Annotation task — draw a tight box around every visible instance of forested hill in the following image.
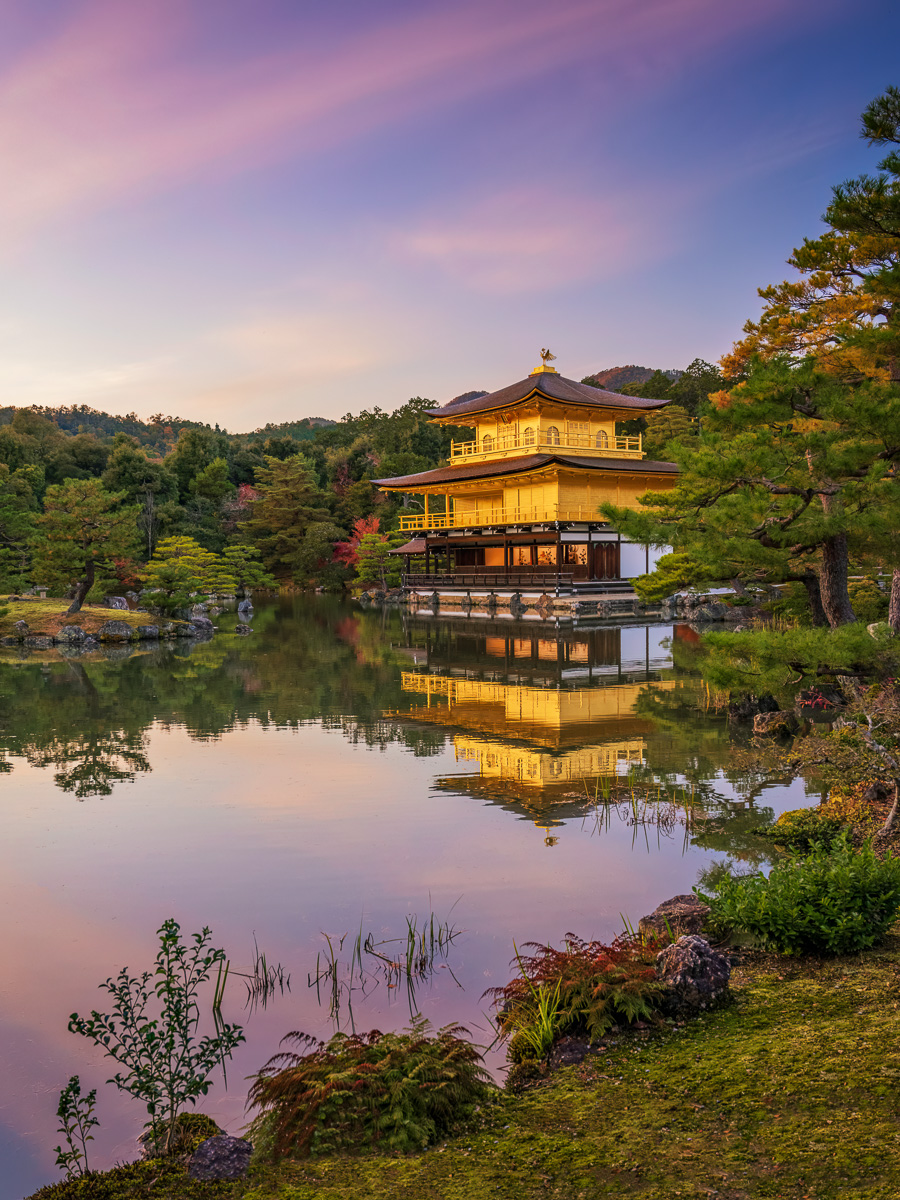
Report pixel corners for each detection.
[0,359,722,595]
[582,364,682,391]
[0,404,336,454]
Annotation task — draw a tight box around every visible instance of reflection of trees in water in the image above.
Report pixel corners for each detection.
[25,731,151,800]
[0,598,444,799]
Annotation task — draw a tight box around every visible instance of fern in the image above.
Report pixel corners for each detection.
[485,934,664,1057]
[248,1020,490,1158]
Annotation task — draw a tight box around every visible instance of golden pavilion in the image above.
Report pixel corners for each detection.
[374,350,678,593]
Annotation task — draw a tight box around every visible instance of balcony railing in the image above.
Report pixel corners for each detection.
[450,430,643,462]
[403,566,578,589]
[400,504,601,532]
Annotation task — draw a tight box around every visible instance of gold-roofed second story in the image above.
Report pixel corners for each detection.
[431,350,668,466]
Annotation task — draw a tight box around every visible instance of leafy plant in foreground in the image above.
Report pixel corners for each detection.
[758,809,846,853]
[68,919,244,1153]
[697,835,900,954]
[485,934,662,1058]
[54,1075,100,1180]
[247,1020,488,1158]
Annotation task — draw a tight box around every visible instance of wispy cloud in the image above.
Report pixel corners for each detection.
[0,0,801,244]
[391,187,654,293]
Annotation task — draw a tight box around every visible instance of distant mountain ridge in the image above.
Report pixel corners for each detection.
[0,404,337,449]
[582,362,682,391]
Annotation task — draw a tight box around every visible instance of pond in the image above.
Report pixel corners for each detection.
[0,596,809,1200]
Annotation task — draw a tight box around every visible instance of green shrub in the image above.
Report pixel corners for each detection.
[847,578,890,625]
[23,1158,204,1200]
[698,834,900,954]
[247,1020,490,1158]
[757,809,845,853]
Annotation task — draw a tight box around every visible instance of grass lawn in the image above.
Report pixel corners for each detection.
[26,935,900,1200]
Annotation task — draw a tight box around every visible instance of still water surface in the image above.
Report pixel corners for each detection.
[0,596,808,1200]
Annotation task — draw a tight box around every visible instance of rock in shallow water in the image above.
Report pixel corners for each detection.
[656,935,731,1015]
[187,1134,253,1180]
[637,893,709,938]
[97,620,132,642]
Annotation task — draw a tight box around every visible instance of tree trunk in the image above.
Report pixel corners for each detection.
[800,571,828,625]
[878,775,900,833]
[888,566,900,634]
[818,533,857,629]
[66,558,96,617]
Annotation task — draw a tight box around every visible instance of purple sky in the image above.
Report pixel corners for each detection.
[0,0,900,431]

__TO BE DONE__: Reproduce all of the records above verbatim, leaving out the pictures.

__RESPONSE TO THE EXERCISE__:
Annotation task — draw a tight box around every visible instance of forested hill in the following image.
Report pixel corners for each detection.
[0,359,722,595]
[582,364,682,391]
[0,404,336,454]
Annotation task — draw a tight box around every visible instance of reflection of trees in water in the image above.
Report pixel corners for each detection.
[25,731,151,800]
[0,598,444,799]
Annotation task — draw a tight box around every visible instance of fern in the image above.
Report pixel corners for each detection.
[485,934,664,1057]
[248,1020,490,1158]
Annotation task — draw a tight box around every visible instance of golden pavilion in the image above.
Report pixel corners for each detection.
[374,350,678,593]
Annotation task — draw a tight box around every visible instance of balcony railing in the image above.
Report pixel corners for each detection.
[450,430,643,462]
[403,566,578,589]
[400,504,601,532]
Annotation task — draw a tight box around every visible instance of gold-roofed second story in the image above.
Report pixel corners for each detection.
[431,350,668,466]
Annotation task — draw a tight box around every visible instance of leafy plant in foreground in the image above.
Report pixel corners for each detection.
[758,809,846,853]
[68,919,244,1153]
[697,835,900,954]
[485,934,662,1058]
[54,1075,100,1180]
[247,1020,488,1158]
Annotation task — draw a tight box around every visible instance of wispy cloud in the image above.
Report pixel corners for each detection.
[0,0,801,244]
[391,187,654,293]
Annotation task — draw a tight box around every visible instance of distant mountain ridge in the image above.
Report pixel corners for each detection.
[0,404,337,449]
[582,362,682,391]
Annotation task — draw a tight box around every visible instance of pond in the image above.
Report pixel corners for each detection.
[0,596,809,1200]
Annotation task — draw a tight box around every visible instance of green shrub in the image above.
Report pixel corners for each detection.
[847,578,890,625]
[23,1158,204,1200]
[698,834,900,954]
[247,1020,490,1158]
[757,809,845,853]
Annotation task — draw a tight box around every visible instance of grass lawn in the image above.
Report pixel corners for each detection.
[26,935,900,1200]
Annotation task — draw a tight box around every visible instance of still water surface in the image above.
Report pixel corners for each detection.
[0,596,808,1200]
Annotation task — draw a tight box around every visible instance of rock in shallow water in the image above.
Report pixel corners for each detection.
[656,935,731,1015]
[187,1134,253,1180]
[637,893,709,938]
[97,620,132,642]
Annotation task — draw a tight box around every visible instance of tree trunk in the image above.
Report pixel corners for each detection.
[800,571,828,625]
[878,775,900,833]
[888,566,900,634]
[818,533,857,629]
[66,558,96,617]
Annotation task — draw a tight box around every visible instance of purple sky in the image above.
Report pixel corners for each detection.
[0,0,900,431]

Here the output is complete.